::: Provided text :::

The following segment was inspired by a NY Times Center Conference titled 99%. 
Getting Our Creative Work Done.
In January we psych-up and set our goals, in February the "Work" really starts! Creativity moves civilization forward and the old adage about creativity: it is 1% inspiration and 99% perspiration is true. After we have a specific problem defined in our head, and after conscious reflection, most good ideas (inspirations) come to us in "the bed", in "the bath" and on "the bus" when we are not focused on the problem. But all ideas are worthless without action. If an idea actually works or not can only be judged after we put in the time and effort to work on it, make it a reality and see if the idea produces the result we suspected. 
Gorilla takes a risk, 
tries a new approach - 
colleagues shocked!

Real World 2001
"Dawn of a New Day"

In this digital era, most of us start our work day with a media check. e-mails, voice mail, Facebook, etc., then we look up and its noon. We must make this electornic check to know what others have sent us or asked of us. The problem is: mornings are prime-time in a normal productivity cycle. Many times, our most important work doesn't get attended to until late afternoon, our least productive time of the day.
MIT - Do The Most Important Tasks First.
1) Spend no more than 30 minutes on your electronic / social media check.

::: Stored data :::

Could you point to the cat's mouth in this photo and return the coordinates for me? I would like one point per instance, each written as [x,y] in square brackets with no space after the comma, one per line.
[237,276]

:::

Exercise instructions -
a. Set down the stretch of the piece on creative work from "In this digital" through "of the day.", word for word.
b. Translate this sentence from the piece on creative work into Spanish: "But all ideas are worthless without action."
The material has no connection to the piece on creative work.

Answers per task -
a.
In this digital era, most of us start our work day with a media check. e-mails, voice mail, Facebook, etc., then we look up and its noon. We must make this electornic check to know what others have sent us or asked of us. The problem is: mornings are prime-time in a normal productivity cycle. Many times, our most important work doesn't get attended to until late afternoon, our least productive time of the day.

b. Pero todas las ideas carecen de valor sin acción.